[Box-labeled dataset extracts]

-=-=-

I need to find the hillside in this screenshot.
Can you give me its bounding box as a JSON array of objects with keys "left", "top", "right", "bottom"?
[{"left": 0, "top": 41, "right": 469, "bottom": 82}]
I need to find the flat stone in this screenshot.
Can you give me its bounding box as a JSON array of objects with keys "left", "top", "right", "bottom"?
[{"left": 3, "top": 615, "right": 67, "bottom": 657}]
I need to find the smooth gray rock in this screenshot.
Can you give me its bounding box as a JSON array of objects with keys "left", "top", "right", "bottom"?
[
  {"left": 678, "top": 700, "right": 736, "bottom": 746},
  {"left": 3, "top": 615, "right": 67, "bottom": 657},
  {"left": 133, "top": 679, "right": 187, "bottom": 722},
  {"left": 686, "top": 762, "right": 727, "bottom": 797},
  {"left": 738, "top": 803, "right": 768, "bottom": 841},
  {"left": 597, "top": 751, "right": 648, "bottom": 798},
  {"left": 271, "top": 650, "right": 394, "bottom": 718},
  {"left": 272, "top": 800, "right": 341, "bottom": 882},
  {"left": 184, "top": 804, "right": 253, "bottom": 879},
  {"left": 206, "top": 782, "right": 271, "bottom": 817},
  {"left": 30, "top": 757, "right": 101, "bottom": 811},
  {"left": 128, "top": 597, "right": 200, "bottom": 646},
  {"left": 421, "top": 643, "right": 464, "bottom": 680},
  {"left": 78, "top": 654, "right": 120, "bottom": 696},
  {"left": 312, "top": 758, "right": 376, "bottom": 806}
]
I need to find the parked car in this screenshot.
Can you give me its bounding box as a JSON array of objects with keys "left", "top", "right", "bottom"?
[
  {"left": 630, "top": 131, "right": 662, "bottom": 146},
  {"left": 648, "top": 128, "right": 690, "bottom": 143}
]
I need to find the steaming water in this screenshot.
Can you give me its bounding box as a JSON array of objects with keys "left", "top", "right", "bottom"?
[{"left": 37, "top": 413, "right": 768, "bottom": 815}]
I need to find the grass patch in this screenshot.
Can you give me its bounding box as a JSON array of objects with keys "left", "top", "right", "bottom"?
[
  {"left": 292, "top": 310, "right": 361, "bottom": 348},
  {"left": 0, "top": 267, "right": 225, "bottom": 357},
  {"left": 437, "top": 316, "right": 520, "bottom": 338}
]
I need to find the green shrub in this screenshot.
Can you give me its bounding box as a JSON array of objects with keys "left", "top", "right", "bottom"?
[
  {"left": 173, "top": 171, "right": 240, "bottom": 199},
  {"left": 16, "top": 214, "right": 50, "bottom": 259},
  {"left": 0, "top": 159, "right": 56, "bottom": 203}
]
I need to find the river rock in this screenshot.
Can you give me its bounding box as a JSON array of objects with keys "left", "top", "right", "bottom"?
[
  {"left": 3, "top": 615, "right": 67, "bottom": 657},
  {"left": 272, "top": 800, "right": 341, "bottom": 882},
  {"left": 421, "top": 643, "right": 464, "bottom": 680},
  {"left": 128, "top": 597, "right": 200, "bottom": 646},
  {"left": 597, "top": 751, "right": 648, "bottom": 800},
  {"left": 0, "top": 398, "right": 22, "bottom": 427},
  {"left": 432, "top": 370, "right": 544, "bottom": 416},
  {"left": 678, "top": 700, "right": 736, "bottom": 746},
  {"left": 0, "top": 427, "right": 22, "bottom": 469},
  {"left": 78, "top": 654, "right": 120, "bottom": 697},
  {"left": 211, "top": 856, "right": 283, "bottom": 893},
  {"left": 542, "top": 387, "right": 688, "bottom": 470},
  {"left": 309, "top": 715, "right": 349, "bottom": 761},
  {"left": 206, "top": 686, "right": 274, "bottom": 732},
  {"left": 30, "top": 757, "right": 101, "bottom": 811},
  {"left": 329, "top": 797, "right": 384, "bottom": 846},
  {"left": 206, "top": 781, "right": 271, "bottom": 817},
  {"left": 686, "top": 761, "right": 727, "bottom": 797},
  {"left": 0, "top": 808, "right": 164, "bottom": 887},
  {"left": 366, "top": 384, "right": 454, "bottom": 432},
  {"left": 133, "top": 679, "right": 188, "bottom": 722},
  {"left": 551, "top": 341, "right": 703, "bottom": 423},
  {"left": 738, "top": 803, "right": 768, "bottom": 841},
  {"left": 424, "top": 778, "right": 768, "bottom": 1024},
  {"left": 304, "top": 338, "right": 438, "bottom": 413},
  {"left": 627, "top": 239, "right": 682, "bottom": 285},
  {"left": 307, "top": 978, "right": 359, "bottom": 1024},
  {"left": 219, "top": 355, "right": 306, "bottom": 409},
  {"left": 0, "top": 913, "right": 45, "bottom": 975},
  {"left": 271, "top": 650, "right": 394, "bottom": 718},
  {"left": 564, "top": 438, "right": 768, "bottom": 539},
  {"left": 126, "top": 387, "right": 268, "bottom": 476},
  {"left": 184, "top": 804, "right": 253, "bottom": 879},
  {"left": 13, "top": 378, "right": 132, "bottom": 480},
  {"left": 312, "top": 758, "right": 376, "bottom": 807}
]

-=-=-

*AIM OF THE TASK*
Find each line in the items above that contains the word "rock" and copy those lines out.

*OUTPUT FOR THIS EXERCISE*
I need to find the smooth gray rock in this screenshot.
I need to find the river rock in this screenshot.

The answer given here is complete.